→ **問題文**
次のデータのうち、「In this exercise you will locate the sunlit」を含む行で始まり「point(412, 232)」を含む行で終わる部分を、「pin」を「marker」に置き換え、ほかは一切変えずに書き直してください。出力はその部分だけとする。

----- 演習用データ

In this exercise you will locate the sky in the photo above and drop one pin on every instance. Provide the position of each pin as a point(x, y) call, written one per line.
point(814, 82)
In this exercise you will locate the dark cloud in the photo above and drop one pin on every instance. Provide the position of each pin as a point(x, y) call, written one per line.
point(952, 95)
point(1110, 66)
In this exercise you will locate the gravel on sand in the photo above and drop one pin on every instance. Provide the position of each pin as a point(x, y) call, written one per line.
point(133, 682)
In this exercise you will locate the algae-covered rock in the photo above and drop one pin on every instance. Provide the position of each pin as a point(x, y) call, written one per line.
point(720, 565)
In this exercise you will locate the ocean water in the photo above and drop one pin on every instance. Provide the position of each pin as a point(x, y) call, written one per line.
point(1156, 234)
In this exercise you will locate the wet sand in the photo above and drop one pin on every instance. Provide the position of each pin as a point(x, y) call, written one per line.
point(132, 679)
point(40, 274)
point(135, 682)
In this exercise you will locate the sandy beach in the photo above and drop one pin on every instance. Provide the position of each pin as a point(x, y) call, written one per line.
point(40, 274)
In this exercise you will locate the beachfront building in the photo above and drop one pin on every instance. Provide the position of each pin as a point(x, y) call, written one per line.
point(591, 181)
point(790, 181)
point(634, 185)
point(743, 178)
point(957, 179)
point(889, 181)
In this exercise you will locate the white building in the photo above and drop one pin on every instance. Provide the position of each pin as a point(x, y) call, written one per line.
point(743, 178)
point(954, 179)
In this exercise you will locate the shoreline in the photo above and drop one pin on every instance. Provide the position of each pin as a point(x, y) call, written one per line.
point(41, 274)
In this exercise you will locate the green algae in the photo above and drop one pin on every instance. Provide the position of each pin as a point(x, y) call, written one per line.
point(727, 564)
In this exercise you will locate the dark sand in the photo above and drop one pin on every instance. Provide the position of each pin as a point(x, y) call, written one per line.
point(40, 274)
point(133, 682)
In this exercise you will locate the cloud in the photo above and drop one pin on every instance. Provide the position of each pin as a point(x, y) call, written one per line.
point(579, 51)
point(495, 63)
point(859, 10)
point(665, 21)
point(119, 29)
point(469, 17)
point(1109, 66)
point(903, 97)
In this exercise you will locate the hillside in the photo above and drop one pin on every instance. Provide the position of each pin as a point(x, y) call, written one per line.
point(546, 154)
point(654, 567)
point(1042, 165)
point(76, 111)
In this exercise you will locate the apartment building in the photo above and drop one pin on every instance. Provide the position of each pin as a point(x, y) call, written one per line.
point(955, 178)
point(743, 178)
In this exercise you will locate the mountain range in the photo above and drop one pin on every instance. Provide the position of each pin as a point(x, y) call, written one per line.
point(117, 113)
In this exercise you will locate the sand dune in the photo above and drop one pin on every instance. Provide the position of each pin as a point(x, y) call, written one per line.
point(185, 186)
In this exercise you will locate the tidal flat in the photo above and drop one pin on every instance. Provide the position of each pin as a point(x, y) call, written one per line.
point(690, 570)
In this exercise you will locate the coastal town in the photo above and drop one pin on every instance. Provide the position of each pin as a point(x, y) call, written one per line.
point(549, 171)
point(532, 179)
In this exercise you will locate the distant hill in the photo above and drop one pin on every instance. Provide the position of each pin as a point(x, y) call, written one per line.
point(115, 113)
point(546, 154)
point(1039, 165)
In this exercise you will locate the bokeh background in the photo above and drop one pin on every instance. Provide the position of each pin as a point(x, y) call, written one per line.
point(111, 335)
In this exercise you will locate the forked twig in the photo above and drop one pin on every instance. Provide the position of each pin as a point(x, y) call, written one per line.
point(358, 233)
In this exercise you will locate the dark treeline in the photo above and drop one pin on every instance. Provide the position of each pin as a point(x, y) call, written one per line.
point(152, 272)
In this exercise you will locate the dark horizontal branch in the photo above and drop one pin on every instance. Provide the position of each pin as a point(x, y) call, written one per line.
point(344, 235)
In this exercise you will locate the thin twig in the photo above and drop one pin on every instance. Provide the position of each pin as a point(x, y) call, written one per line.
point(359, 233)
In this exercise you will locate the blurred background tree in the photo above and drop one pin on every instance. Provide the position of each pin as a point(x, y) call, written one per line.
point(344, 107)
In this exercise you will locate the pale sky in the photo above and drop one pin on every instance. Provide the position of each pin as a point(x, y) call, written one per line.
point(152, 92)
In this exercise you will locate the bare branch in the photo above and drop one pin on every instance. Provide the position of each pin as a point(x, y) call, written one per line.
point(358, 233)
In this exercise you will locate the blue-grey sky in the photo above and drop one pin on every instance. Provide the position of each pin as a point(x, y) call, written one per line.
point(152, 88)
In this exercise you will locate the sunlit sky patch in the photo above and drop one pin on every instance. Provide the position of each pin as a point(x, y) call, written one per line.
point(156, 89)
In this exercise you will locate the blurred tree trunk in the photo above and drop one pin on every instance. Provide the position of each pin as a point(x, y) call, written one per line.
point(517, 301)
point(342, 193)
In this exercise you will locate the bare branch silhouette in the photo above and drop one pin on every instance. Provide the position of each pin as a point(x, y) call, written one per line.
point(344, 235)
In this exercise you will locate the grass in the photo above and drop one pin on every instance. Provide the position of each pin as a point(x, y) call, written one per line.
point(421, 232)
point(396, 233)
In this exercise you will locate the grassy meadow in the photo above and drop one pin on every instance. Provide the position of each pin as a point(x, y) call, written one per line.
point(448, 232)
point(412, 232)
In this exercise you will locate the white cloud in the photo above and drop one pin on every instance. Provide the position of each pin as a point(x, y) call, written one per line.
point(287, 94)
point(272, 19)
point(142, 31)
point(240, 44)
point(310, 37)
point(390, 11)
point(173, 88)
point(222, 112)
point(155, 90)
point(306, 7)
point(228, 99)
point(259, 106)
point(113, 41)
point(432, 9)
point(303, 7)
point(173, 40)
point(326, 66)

----------

→ **解答**
In this exercise you will locate the sunlit sky patch in the photo above and drop one marker on every instance. Provide the position of each marker as a point(x, y) call, written one per line.
point(156, 89)
In this exercise you will locate the blurred tree trunk in the photo above and drop one marker on every instance. Provide the position of each marker as a point(x, y) call, written one per line.
point(517, 301)
point(342, 193)
In this exercise you will locate the bare branch silhouette in the photo above and drop one marker on every instance. Provide the position of each marker as a point(x, y) call, written one per line.
point(344, 235)
In this exercise you will locate the grass in the photo above and drop one marker on every instance. Provide the position of each marker as a point(x, y) call, written one per line.
point(421, 232)
point(396, 233)
In this exercise you will locate the grassy meadow in the photo above and drop one marker on every instance. Provide the position of each marker as a point(x, y) call, written one per line.
point(448, 232)
point(412, 232)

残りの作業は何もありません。